Reply only with how many lines below contain "half".

BEGIN TASK DATA

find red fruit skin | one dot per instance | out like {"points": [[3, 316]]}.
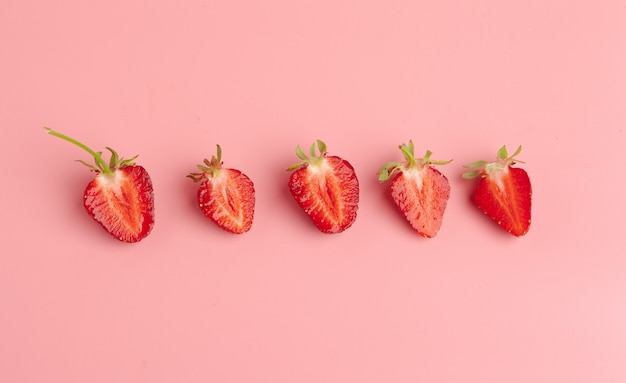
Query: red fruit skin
{"points": [[328, 193], [228, 200], [422, 205], [507, 201], [122, 203]]}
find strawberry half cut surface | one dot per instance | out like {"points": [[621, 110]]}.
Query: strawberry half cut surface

END TASK DATA

▸ ANSWER BELOW:
2